→ Exercise details: Reproduce nothing but the closing run of lines: the line with "rim in the image." and each line that follows it to the end of the data.

→ Data excerpts:
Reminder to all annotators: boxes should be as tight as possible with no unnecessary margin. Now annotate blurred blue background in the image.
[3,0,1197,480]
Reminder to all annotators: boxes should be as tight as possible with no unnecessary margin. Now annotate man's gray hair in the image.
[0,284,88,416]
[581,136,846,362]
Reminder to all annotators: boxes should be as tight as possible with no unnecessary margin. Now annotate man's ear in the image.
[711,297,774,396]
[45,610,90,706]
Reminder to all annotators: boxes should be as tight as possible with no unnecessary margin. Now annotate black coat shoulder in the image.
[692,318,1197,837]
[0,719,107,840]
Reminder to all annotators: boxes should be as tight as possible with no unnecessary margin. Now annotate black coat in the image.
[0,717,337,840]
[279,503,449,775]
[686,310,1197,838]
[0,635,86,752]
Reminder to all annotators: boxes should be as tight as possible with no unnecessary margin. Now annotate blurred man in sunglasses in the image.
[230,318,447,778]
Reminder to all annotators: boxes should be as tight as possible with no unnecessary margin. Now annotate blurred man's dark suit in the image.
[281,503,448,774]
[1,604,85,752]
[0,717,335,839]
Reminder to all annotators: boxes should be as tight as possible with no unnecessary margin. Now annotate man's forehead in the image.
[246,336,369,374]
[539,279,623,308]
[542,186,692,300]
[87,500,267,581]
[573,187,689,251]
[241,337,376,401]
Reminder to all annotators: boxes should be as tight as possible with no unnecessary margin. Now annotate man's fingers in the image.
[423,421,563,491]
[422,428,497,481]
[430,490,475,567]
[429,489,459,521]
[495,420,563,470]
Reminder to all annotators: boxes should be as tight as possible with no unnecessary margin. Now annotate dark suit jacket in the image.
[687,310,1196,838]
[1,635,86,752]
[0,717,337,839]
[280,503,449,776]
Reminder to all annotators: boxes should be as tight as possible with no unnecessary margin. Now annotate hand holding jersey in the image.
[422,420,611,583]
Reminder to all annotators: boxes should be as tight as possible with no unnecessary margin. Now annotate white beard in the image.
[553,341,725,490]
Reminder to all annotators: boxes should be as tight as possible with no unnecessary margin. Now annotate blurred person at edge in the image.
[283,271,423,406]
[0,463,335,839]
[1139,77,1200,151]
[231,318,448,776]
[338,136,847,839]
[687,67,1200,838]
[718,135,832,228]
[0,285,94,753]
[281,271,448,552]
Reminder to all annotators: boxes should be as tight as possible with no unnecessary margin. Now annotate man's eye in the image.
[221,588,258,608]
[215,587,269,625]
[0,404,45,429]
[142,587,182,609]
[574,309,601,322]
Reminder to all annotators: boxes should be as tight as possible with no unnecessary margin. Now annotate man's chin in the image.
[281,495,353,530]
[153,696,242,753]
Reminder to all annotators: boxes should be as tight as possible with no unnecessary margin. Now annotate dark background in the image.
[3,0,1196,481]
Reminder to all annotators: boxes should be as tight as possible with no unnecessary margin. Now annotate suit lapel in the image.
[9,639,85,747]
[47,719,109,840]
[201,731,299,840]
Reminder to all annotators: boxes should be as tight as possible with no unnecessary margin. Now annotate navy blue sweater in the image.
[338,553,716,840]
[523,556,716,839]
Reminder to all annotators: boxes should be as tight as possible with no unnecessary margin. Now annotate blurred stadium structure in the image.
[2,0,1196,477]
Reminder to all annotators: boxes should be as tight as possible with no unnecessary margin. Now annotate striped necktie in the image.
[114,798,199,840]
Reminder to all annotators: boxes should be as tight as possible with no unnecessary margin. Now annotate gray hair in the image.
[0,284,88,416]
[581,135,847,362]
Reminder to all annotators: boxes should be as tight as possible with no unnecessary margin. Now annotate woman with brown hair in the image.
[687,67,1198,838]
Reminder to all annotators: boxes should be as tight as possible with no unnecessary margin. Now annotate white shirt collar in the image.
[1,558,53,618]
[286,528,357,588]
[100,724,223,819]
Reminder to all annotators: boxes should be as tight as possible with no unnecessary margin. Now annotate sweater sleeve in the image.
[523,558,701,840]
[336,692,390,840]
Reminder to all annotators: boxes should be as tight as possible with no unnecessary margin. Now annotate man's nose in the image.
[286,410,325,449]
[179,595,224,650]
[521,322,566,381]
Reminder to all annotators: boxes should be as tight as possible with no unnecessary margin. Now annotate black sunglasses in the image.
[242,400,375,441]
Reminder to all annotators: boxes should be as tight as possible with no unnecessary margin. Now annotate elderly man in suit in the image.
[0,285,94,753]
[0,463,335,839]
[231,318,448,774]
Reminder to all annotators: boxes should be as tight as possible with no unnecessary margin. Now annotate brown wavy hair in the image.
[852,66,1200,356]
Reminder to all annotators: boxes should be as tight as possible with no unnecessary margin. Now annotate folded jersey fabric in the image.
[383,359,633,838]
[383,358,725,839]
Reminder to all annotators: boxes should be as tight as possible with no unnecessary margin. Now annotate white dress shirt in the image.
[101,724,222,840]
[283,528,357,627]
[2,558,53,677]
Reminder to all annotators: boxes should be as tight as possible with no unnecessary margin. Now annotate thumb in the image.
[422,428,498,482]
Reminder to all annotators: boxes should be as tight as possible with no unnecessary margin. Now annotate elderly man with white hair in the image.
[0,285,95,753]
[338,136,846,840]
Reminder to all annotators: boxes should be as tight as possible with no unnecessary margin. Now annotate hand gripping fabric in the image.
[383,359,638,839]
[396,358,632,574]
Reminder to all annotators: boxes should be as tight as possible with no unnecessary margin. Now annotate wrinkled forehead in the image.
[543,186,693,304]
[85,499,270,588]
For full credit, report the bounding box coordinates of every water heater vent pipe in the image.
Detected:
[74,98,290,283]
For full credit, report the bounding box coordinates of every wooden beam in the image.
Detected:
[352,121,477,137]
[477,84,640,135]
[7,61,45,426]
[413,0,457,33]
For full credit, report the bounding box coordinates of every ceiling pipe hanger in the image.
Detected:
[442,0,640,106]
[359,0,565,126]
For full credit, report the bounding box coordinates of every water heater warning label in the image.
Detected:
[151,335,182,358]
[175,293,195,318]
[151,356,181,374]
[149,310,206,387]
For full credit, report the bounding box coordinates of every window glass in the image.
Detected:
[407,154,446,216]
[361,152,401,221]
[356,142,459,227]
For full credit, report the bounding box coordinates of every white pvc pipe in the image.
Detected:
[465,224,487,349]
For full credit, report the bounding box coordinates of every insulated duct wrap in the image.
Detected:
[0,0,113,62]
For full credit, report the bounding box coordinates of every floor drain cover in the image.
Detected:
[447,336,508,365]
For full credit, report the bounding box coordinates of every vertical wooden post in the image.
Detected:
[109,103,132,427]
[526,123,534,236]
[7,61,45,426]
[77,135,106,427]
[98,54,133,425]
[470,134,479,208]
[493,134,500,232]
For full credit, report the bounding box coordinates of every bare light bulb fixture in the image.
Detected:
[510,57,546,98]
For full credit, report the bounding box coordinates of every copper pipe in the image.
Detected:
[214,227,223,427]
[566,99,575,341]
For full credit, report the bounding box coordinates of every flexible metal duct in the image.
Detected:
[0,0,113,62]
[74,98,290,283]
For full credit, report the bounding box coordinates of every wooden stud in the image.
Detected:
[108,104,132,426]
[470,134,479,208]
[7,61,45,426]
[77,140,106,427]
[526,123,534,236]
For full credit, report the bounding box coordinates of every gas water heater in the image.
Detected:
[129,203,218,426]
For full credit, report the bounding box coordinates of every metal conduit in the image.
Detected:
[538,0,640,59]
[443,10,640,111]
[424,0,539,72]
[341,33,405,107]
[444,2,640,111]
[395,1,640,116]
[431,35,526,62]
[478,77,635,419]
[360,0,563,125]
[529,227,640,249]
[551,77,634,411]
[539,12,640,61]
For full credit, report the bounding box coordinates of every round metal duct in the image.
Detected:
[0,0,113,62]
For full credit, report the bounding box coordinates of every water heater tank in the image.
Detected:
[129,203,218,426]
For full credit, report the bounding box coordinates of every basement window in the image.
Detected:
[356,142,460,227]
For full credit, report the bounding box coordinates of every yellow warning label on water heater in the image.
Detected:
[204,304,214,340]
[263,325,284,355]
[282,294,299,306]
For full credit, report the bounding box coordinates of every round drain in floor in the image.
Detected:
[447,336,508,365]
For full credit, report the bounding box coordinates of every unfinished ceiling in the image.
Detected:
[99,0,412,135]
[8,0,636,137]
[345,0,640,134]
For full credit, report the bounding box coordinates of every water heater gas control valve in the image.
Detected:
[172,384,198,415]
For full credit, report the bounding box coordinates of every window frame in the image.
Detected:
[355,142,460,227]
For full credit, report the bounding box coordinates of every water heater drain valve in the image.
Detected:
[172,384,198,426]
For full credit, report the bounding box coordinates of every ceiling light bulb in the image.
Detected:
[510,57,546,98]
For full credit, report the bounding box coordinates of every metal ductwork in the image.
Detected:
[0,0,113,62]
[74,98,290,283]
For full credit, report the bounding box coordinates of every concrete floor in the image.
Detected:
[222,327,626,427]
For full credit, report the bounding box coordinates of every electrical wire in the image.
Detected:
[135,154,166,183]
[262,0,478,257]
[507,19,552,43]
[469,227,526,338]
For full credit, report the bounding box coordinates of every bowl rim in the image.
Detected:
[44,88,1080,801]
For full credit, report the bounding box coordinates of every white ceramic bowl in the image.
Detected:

→ Response box:
For full credit, report the bounding box coordinates of every bowl rim in the image.
Detected:
[44,88,1080,801]
For full credit, report the bounding box coordinates of every white ceramic bowl in the image.
Detected:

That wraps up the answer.